--- Required tasks ---
#1 Answer these questions from the release instructions, one per line:
(a) What value is given for risk_class?
(b) Which file must the repo name match?
(c) What should happen if the repo's file does not exist?
#2 In the release instructions, reproduce word for word the stretch from "When to invoke" through "storefront-web, storefront-web 1.38.0.".
#3 List every field name in the header table at the top of the release instructions.

--- Document text ---
| name | release |
| description | Log a release from a repo's changelog and optionally finalize the included tickets across backends |
| risk_class | hard |
| confirm_action | release.finalize |
Release
Log a release from a repository's changelog, write a release section to the
repo's wiki page, and offer to finalize (close) the included tickets across
every backend the workspace is connected to.
When to invoke
Trigger on any of:
/release <repo-name> — latest version from the changelog
/release <repo-name> <version> — a specific version
- "log the release of "
- " just shipped — log it"
Arguments
$ARGUMENTS — the repo name (matches wiki/repos/<name>.md) and an
optional version. Examples: storefront-web, storefront-web 1.38.0.
Behavior
Step 1 — Resolve the repo page
Parse the argument into <repo-name> and optional <version>. Read
wiki/repos/<repo-name>.md:
rubber-ducky frontmatter get wiki/repos/<repo-name>.md --json
If the file doesn't exist, offer to create it. Ask one question at a time
with progress markers:
Question 1 of 2. What's the upstream repo in owner/repo form?
(e.g., acme/storefront-web.)

--- Provided information ---
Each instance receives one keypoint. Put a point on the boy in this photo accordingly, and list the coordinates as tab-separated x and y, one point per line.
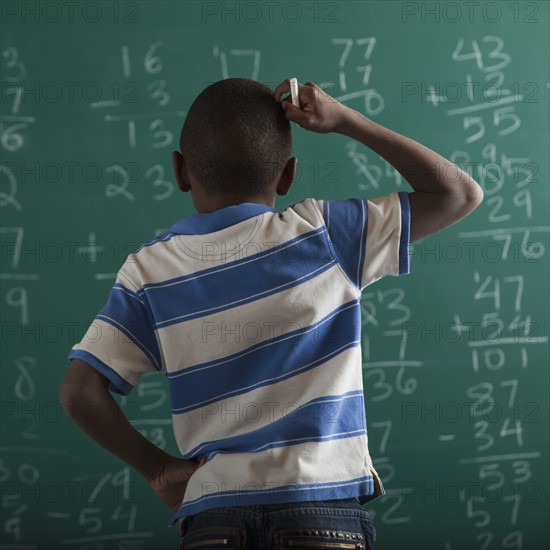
253	314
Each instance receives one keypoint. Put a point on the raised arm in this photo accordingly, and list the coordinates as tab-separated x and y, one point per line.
443	193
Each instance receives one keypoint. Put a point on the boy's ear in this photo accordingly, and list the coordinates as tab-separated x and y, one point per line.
287	176
178	164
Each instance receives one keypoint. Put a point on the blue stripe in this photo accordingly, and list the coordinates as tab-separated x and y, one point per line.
116	382
361	487
322	419
184	278
347	231
404	239
242	282
128	313
294	353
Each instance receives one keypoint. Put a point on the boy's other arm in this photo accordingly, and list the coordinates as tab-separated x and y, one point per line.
85	396
443	193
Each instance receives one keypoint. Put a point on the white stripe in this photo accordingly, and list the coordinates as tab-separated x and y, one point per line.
246	299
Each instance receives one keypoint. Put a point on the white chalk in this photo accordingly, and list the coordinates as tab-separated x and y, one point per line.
294	92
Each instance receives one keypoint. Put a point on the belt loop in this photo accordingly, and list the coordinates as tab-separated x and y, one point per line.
182	527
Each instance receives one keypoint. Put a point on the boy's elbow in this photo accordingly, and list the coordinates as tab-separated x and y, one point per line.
81	383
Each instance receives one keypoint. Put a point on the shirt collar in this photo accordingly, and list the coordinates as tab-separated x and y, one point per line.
199	224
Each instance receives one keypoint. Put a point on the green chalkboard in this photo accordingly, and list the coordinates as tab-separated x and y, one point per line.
455	354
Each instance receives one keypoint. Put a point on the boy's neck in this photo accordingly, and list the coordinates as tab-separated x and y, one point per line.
216	202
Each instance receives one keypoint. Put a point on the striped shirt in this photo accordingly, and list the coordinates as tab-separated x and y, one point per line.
254	317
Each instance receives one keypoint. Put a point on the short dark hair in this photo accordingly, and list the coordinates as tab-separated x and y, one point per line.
235	138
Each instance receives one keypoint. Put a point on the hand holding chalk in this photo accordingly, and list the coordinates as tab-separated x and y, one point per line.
294	92
311	107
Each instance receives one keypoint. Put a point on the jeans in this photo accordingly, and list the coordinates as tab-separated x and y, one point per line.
310	525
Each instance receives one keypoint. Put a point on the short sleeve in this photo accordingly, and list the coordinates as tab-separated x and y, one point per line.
121	342
370	237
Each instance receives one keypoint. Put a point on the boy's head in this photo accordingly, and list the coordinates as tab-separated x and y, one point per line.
235	146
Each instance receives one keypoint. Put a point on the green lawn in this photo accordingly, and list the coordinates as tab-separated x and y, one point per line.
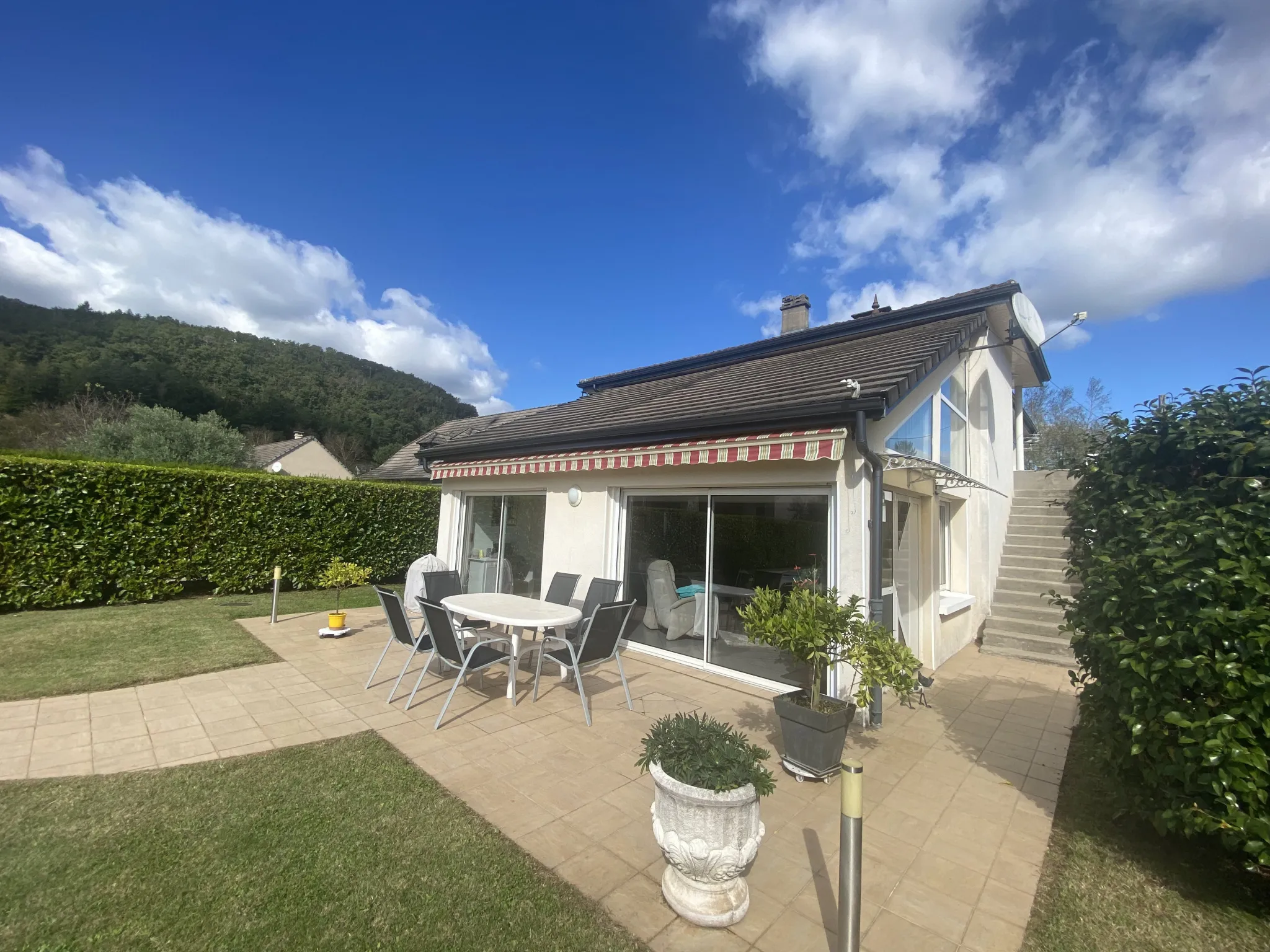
1113	884
69	650
333	845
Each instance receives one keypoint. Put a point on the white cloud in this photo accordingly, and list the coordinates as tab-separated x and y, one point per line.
766	307
126	245
870	70
1141	173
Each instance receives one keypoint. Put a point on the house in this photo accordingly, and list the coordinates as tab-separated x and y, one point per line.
299	456
403	466
876	455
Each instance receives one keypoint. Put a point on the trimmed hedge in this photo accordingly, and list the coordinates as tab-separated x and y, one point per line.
1171	540
79	532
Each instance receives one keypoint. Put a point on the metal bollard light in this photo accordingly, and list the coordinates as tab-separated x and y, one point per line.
853	780
277	579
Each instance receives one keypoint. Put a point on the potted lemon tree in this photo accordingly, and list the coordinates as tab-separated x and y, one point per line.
340	575
705	814
815	630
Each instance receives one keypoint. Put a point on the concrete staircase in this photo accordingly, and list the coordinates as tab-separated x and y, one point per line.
1023	624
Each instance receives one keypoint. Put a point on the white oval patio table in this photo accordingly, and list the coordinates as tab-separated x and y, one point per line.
517	614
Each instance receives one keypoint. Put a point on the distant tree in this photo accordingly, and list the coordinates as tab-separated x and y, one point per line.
1064	423
163	436
381	456
47	355
259	436
51	427
350	450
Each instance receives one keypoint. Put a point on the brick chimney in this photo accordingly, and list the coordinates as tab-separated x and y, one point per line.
796	314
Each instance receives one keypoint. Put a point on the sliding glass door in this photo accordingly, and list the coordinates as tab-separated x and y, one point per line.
762	541
664	566
694	560
502	545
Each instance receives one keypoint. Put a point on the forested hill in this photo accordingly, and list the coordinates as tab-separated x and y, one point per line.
50	355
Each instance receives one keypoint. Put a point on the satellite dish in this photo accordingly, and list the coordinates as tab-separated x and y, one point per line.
1028	319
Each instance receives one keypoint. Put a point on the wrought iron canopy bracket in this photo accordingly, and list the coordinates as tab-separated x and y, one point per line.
918	470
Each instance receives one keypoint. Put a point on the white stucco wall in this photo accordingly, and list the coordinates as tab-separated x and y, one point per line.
313	460
980	516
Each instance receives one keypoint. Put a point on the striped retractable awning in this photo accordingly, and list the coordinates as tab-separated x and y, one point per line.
798	444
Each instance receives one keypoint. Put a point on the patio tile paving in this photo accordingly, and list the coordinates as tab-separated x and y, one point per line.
958	799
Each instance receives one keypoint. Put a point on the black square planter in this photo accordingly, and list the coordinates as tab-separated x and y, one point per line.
813	739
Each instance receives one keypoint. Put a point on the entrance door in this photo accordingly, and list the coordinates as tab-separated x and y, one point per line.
901	566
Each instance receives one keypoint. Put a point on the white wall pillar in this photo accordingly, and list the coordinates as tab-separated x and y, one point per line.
1020	461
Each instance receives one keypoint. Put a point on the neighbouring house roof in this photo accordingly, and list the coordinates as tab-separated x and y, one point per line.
269	454
403	465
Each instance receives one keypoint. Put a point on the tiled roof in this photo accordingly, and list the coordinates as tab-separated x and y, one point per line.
963	302
798	382
403	465
267	454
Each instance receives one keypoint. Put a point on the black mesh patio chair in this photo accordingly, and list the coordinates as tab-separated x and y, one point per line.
450	649
399	630
600	641
600	592
562	588
443	584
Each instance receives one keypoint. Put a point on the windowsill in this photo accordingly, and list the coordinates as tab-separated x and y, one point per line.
953	602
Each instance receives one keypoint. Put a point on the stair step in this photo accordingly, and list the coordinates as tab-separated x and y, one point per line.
1034	579
1026	641
1049	535
1042	612
1048	562
1036	587
1021	599
1032	539
1029	655
1047	627
1018	518
1034	546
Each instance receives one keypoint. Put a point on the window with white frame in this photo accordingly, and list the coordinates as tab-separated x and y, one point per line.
938	428
953	420
945	546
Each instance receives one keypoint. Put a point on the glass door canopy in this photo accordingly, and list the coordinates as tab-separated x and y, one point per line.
698	559
502	545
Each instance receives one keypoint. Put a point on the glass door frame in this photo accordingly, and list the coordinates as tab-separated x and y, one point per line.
461	522
917	645
618	559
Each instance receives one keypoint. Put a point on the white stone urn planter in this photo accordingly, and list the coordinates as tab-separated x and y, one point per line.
709	840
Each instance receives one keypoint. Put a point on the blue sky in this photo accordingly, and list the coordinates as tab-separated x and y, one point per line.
550	192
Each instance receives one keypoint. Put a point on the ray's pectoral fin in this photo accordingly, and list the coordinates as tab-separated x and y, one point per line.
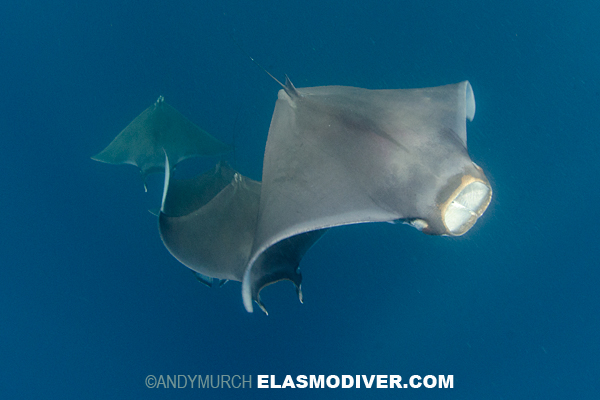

--- Answers by task ---
#1
(a) hard
(b) wiki/repos/<name>.md
(c) Offer to create it, asking one question at a time with progress markers.

#2
When to invoke
Trigger on any of:
/release <repo-name> — latest version from the changelog
/release <repo-name> <version> — a specific version
- "log the release of "
- " just shipped — log it"
Arguments
$ARGUMENTS — the repo name (matches wiki/repos/<name>.md) and an
optional version. Examples: storefront-web, storefront-web 1.38.0.

#3
name
description
risk_class
confirm_action